Record list
============

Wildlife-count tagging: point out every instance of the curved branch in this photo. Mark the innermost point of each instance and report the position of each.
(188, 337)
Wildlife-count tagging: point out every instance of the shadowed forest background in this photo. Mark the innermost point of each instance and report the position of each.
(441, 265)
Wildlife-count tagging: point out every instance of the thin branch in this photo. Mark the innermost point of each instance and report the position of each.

============

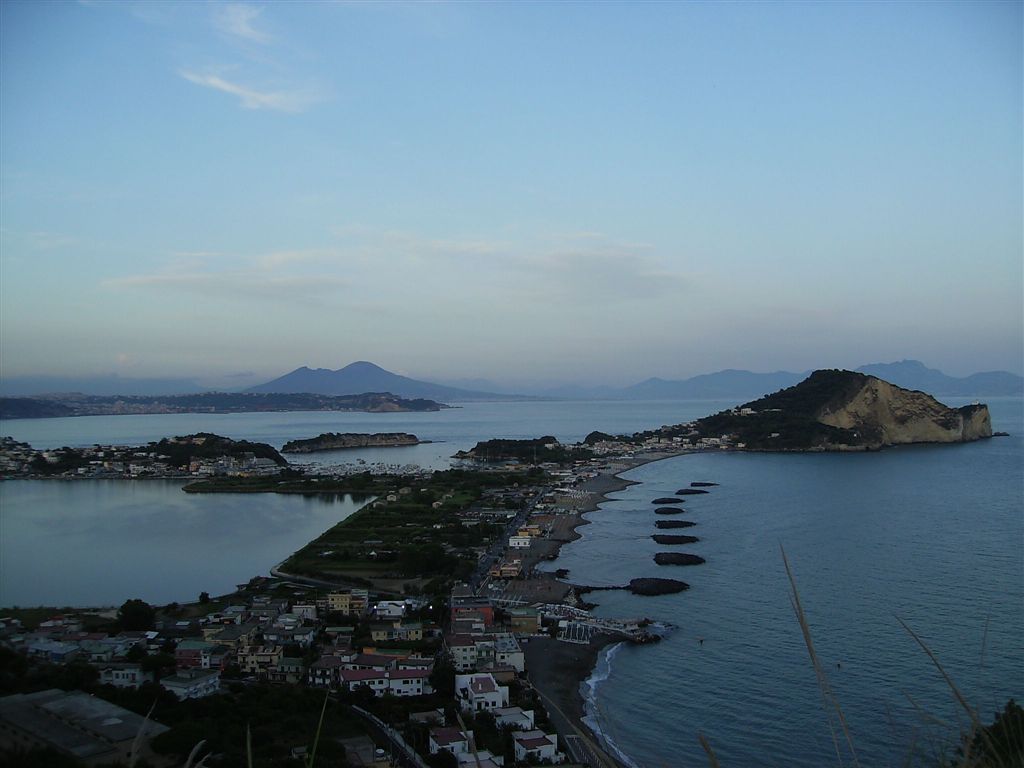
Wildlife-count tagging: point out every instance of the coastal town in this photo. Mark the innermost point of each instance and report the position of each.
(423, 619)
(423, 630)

============

Exercise aim
List each line in the records above that contains the word "forest", matching case exactly.

Answer to the exercise
Wildlife-count tagging: point out every instance of the shadowed forest background in this photo. Mark the innermost point of each instance and report the position of each.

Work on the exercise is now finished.